- Instructions for the task
Among the records below, find the lines that contain "collar" and copy each of them.

--- Extracted information ---

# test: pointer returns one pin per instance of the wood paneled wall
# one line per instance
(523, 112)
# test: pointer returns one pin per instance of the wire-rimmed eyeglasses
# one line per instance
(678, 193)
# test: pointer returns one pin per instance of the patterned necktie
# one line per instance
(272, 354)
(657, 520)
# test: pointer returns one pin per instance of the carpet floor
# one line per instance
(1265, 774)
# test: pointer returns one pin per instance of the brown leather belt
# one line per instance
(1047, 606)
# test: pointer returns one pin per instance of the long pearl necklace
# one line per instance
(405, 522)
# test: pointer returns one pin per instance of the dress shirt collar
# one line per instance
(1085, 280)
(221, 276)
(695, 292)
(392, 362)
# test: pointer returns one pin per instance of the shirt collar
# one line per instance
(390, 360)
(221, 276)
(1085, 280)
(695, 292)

---
--- Extracted information ---

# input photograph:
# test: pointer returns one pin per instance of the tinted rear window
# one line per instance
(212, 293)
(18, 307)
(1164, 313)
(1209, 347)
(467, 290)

---

- Worked solution
# test: pointer returns one pin per instance of the dress shirt collar
# test: pointer returns one pin per instance of the shirt collar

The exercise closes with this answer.